## [WORK REQUEST]
Extract all lines in the data that contain the word "mask".

#### DATA SUPPLIED ####

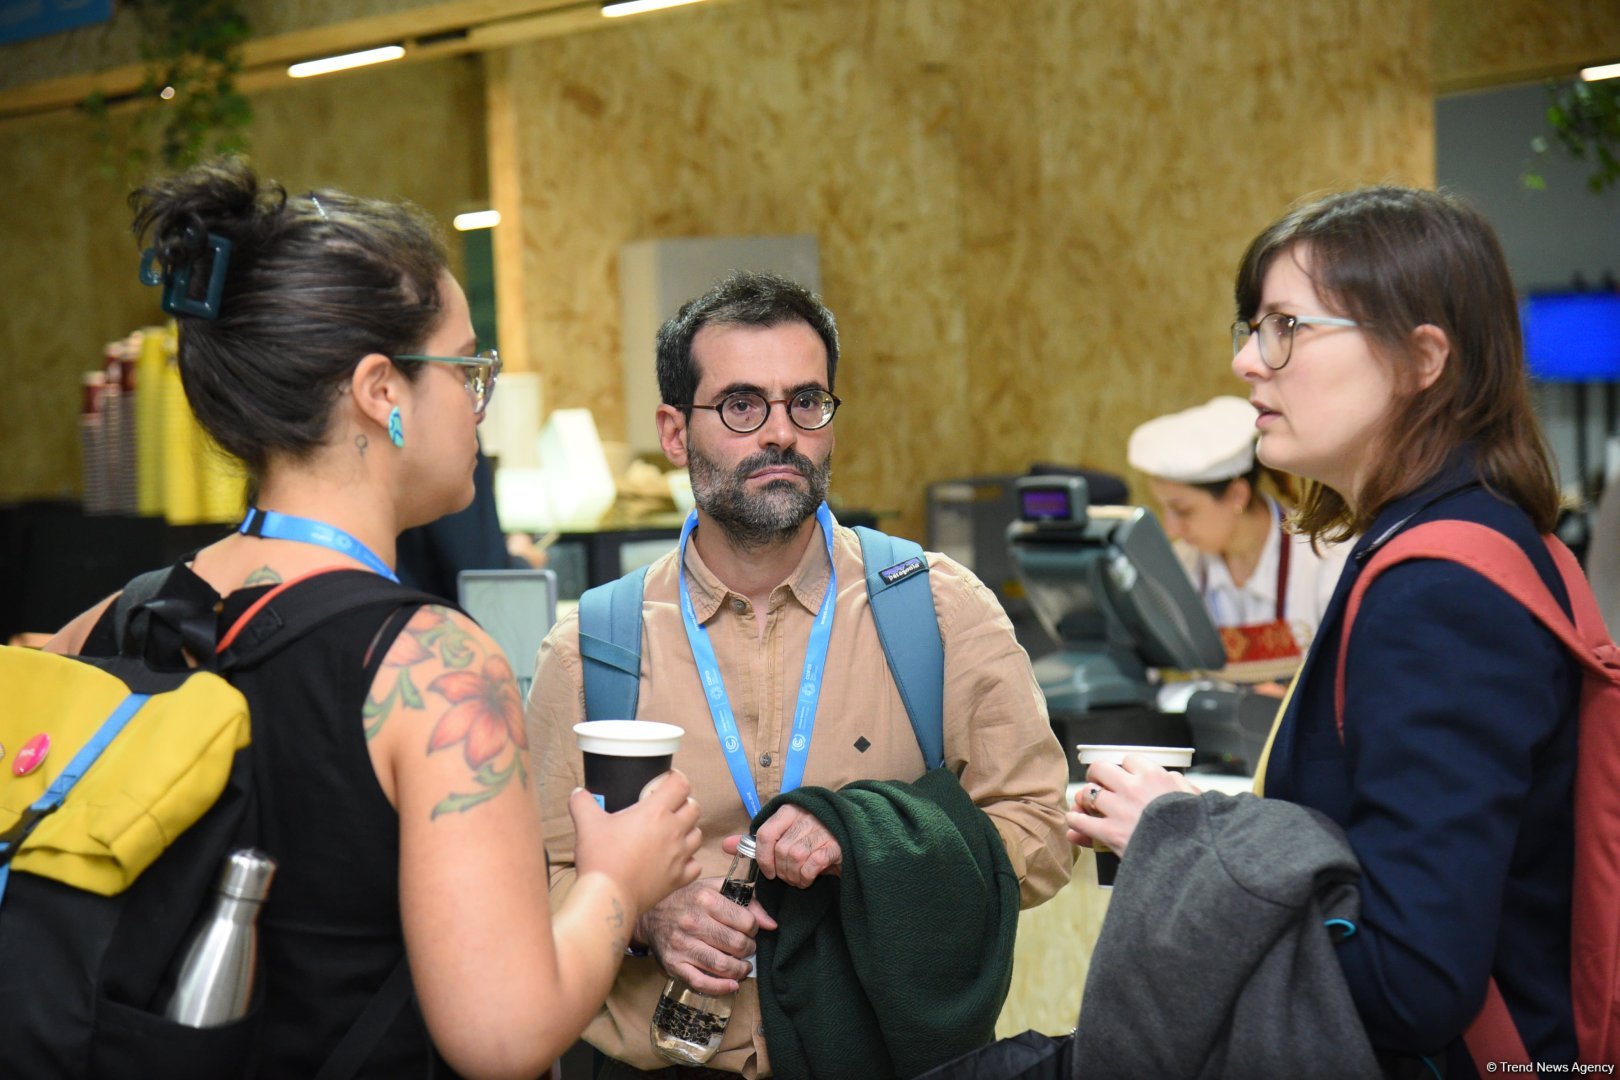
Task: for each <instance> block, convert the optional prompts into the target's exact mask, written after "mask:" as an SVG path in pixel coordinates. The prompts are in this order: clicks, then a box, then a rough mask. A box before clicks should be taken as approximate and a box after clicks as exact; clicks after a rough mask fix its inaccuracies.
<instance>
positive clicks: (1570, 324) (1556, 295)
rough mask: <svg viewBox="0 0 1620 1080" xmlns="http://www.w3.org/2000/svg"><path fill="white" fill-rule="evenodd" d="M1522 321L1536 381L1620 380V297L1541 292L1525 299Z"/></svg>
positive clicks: (1598, 294) (1616, 380)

####

## [REPLY TO THE TASK]
Task: for each <instance> block, convert the optional prompts into the target's exact mask, written after "mask:" as an SVG path in pixel coordinates. The prompts are in this order: clicks, then a box, then a rough mask. A box before clicks should be taken as approximate and a box after clicks as exact; clicks after a rough mask fix its inaccuracies.
rough mask: <svg viewBox="0 0 1620 1080" xmlns="http://www.w3.org/2000/svg"><path fill="white" fill-rule="evenodd" d="M1522 321L1536 381L1620 380V297L1541 292L1525 299Z"/></svg>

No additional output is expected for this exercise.